● GIVEN PROBLEM A
Convert the records between the lines holding "An image is provided below. Search it thoroughly for woman's" and "[528,996,740,1143]", inclusive, into a two-column CSV with the headers "request" and "boxes". Make one row per request, with its text and its answer each in one quoted field and line breaks turned into spaces, and leave out the pictures.

^^^^^^^^

# Linear Systems and Signals Notes

Notes for Linear Systems and Signals Fall 2016

Professor: Sophocles Orfanidis

## Chapter 2 Time Domain Analysis of Continuous-Time Systems

A total system response is:

Total Response = zero-input response + zero-state response

• zero-input response: $$= x(t) = 0$$
• zero-state response: is the system’s response to any external input, say, $$x(t)$$ when the system is in a zero-state (absence of any other energies)

Given an Nth order differential equation have the following

Zero-State Response of Differential Equation

$Q(D)y(t) = P(D)x(t)$

Zero-Input Response of Differential Equation

$Q(D)y_0(t) = 0$

From these two equation we can obtain the general solution to a differential equation as $$y_0(t) + y(t)$$

#### Solving for the Zero-Input Response

For a quick review of our differential equations we should remember that all terms within the zero-input response should be of the form: $$ce^{\lambda t}$$

Recall that the zero-input term is equal to the following:

$Q(D)y_0(t) = 0$

Note the term $$Q(D)$$. This is a polynomial which denotes the differentials in the equation and can help us evaluate which terms will be present in our zero-input response.

Given a polynomial $$Q(D)$$ we can solve for $$Q(D) = 0$$ to find the roots of the polynomial to help find the zero-input response.

We call $$Q(D)$$ the characteristic polynomial

The characteristic equation is $$Q(D) = 0$$

#### Non-Repeating Real Roots Polynomial

In the case that the roots of polynomial $$Q(D)$$ are real roots we can use the following process to solve for the zero-input response.

Assume the roots of polynomial $$Q(D)$$ with $$n$$ number of roots to have the roots $$= \Lambda = \{\lambda_0, \lambda_1, \dots, \lambda_n \}$$

1. Once we’ve found our roots $$\Lambda$$, then we can find the characteristic terms to be equal to $$\{ e^{\lambda_0t}, e^{\lambda_1t}, \dots, e^{\lambda_nt} \}$$
2. This makes the zero-input equation $$y_0(t) = \sum\limits_{i=0}^n c_ie^{\lambda_i t}$$
3. From this we need for solve for our constants $$c_0 \dots c_n$$. To do this we need to:
• Find the the 1 to nth derivative of the zero-input equation
• Find/Get the the zero-input response at $$t = 0^-$$ for the 0 to nth derivative equations.

^^^^^^^^

● GIVEN PROBLEM B
In the notes, rewrite the paragraph that begins "Note the term" as one shorter sentence that keeps its main facts.

^^^^^^^^

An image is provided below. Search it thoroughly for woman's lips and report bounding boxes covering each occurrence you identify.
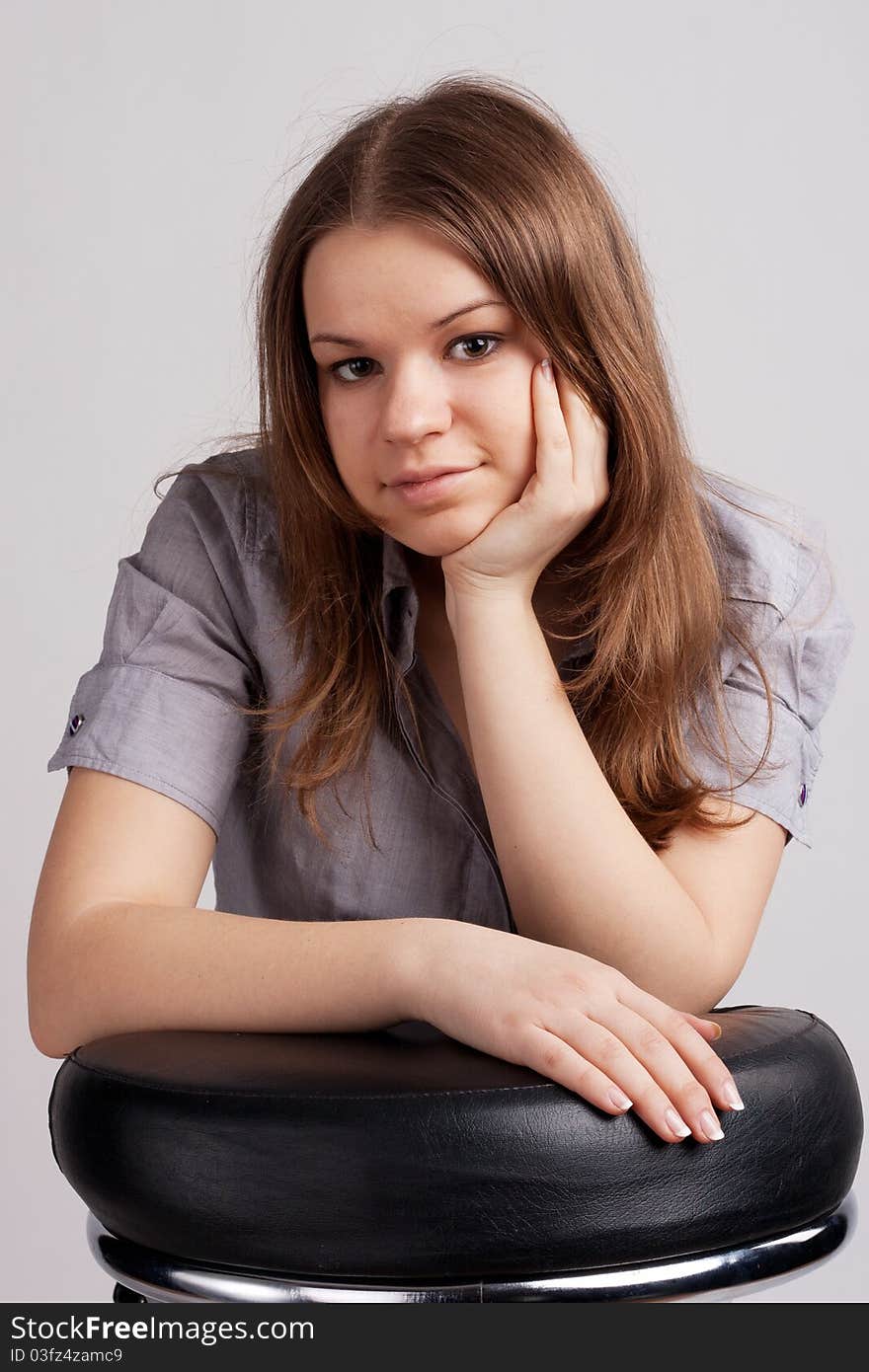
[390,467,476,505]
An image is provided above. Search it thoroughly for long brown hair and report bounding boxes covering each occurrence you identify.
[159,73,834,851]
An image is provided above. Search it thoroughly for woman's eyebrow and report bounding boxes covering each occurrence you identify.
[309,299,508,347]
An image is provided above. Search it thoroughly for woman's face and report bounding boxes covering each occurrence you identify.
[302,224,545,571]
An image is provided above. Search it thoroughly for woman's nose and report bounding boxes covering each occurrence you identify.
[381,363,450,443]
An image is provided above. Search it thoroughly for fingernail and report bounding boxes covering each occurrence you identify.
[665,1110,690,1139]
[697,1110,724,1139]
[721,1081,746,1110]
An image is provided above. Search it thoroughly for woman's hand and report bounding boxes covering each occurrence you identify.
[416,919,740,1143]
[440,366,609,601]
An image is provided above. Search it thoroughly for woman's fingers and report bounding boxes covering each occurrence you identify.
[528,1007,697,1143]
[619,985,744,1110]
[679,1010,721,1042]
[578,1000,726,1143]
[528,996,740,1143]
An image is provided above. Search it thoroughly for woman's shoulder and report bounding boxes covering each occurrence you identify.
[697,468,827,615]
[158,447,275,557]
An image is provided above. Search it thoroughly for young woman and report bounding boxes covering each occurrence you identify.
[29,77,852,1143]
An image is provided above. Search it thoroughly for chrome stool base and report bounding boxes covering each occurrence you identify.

^^^^^^^^

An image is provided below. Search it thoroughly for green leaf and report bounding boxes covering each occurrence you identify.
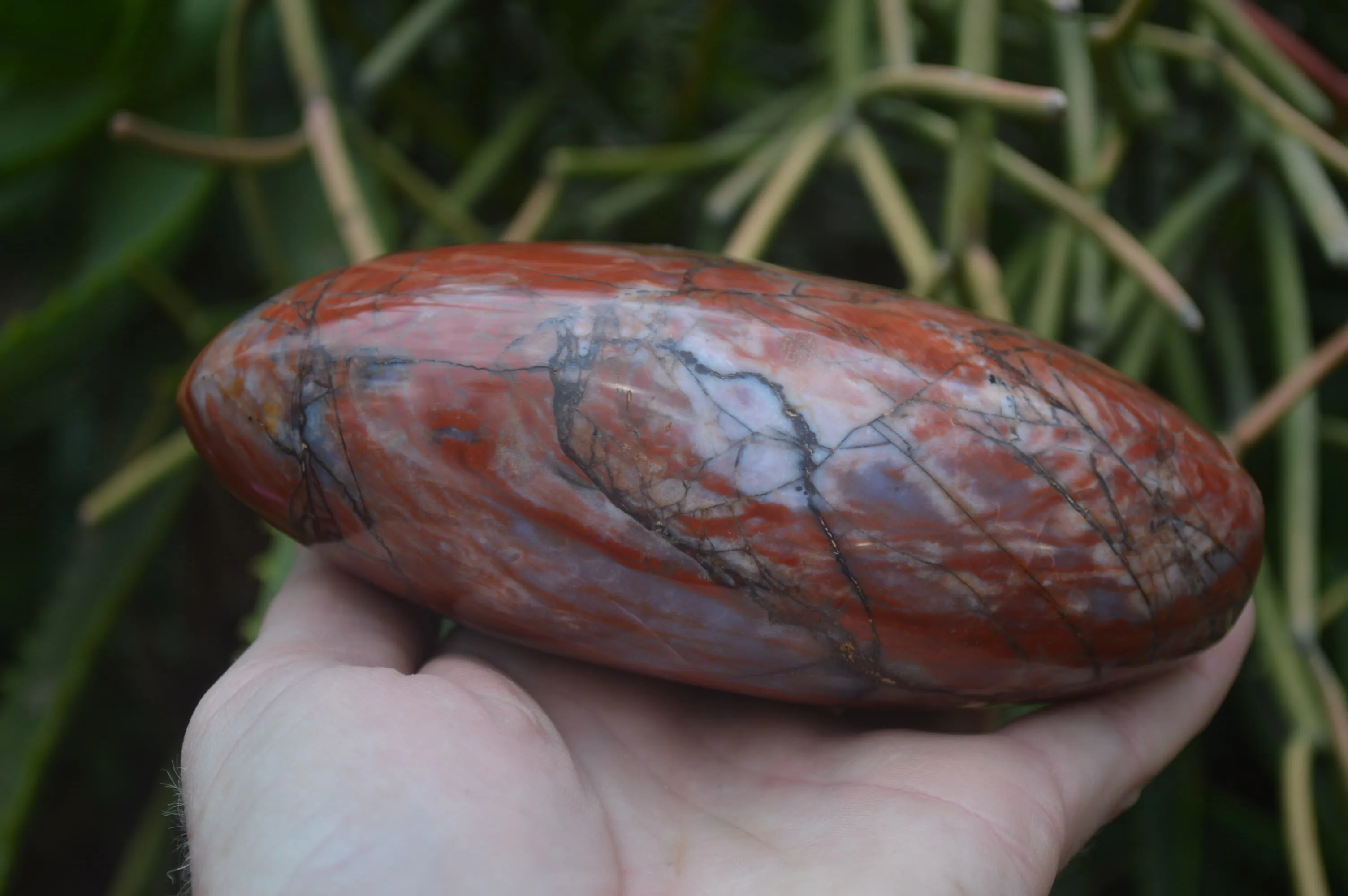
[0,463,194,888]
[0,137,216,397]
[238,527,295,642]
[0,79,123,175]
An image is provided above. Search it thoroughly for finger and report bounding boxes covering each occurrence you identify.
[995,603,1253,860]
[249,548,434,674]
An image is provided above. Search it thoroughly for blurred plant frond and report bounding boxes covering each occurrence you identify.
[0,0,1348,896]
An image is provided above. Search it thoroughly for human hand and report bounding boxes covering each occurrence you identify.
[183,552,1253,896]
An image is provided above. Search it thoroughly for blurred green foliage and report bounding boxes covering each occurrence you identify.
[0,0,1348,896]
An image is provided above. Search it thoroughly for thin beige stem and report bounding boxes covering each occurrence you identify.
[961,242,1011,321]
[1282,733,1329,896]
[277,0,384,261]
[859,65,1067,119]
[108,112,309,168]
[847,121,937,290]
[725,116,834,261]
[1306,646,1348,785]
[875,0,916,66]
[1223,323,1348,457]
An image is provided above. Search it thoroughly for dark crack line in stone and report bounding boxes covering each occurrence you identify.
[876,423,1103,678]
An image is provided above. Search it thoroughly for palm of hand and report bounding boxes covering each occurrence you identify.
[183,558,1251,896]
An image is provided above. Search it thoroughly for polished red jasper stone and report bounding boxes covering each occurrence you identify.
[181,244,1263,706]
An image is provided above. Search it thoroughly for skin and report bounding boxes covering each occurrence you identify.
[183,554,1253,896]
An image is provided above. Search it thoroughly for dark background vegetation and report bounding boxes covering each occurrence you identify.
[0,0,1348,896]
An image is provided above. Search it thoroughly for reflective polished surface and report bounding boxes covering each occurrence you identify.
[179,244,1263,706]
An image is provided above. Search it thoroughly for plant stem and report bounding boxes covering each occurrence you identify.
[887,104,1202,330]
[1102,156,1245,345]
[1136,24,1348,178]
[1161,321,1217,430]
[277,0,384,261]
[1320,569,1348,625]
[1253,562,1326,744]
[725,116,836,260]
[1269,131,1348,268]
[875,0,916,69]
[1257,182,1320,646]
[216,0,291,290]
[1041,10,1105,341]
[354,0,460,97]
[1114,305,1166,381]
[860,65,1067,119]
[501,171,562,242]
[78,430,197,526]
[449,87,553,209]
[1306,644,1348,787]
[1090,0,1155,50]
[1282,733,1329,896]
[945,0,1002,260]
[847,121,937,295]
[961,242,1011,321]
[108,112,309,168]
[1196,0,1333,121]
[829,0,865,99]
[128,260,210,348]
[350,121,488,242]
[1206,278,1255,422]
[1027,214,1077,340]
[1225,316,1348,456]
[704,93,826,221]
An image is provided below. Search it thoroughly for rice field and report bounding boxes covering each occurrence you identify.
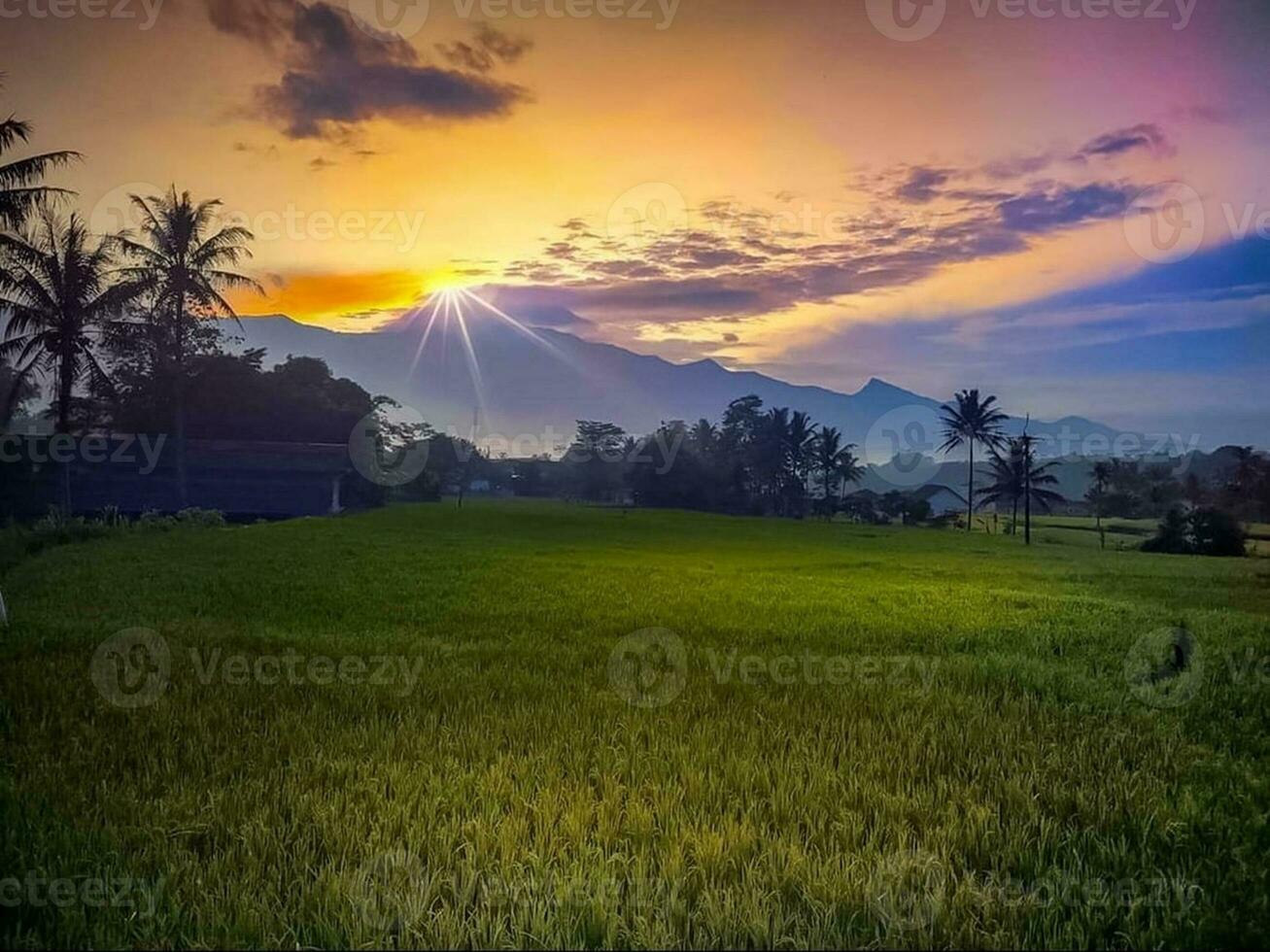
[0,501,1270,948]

^^^^^^^^

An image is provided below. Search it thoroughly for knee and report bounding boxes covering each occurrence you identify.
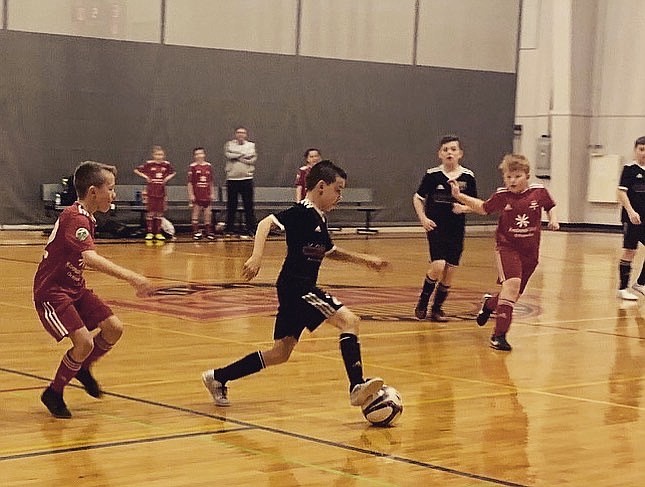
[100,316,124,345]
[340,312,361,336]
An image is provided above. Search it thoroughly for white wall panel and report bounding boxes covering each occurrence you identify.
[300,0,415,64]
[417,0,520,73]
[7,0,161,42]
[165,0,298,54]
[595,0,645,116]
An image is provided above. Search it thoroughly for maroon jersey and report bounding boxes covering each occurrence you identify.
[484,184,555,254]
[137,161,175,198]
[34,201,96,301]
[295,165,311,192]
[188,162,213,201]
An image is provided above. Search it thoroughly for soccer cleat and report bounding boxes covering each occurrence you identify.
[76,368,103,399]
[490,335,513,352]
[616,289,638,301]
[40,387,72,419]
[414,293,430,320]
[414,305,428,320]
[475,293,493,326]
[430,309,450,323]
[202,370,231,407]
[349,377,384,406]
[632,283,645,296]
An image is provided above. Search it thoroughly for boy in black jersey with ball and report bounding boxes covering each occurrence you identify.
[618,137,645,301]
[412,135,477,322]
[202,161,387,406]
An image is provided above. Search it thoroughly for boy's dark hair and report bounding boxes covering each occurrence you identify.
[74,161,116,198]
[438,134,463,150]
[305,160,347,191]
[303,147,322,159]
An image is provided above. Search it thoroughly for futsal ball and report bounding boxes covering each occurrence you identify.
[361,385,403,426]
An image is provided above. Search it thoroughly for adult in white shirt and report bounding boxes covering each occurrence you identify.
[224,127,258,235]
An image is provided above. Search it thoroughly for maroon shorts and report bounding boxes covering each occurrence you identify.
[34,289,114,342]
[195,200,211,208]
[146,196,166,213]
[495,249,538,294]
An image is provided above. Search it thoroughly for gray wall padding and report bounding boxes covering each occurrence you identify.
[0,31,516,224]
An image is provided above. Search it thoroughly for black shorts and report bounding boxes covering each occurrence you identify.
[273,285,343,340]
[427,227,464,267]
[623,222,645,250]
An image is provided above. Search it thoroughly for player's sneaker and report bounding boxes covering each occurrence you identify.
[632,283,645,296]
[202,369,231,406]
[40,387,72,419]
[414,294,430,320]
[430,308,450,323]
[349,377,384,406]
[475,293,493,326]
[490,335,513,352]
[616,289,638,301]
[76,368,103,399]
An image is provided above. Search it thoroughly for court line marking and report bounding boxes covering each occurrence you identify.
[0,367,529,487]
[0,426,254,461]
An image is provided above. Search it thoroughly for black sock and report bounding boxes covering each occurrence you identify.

^^^^^^^^

● RESPONSE A
request,boxes
"An image is provided below. Search it thoroughly for woman's lips and report bounding boxes covering each occurrence you identify.","[390,467,476,505]"
"An image is provided above. Search it thoroughly for long brown hair and report bounding boxes covering each occurrence you identify.","[159,73,834,851]"
"An image is provided above. Search it thoroughly for woman's eyebrow and report bounding boxes covering each occurrence you identify.","[309,299,508,347]"
"An image is provided above. Search it thoroughly for woman's face and report bounding boxes covering each occurrence you identify.","[302,224,545,571]"
"An image is provided above. Search it thoroughly for woman's nose and report bounding boxes covering each occurrence you identify.","[381,363,450,443]"
"An image is provided above. Search it thoroughly for fingernail and report bounding boxes covering each occurrence you identify.","[665,1110,690,1139] [697,1110,724,1139] [721,1081,746,1110]"
"An image is provided above. Search it thoroughly for woman's hand and report bounding boxes covering each occurrence you identify.","[416,919,740,1143] [440,366,609,601]"
"An image is provided above. Search it thoroughly for woman's fingers and report bounding boxes covering each occurrence you identify.","[528,1007,697,1143] [619,985,744,1110] [679,1010,721,1042] [578,1000,726,1143] [528,996,740,1143]"

● RESPONSE B
$$Q(D)$$ is a polynomial that denotes the differentials in the equation and helps show which terms will appear in the zero-input response.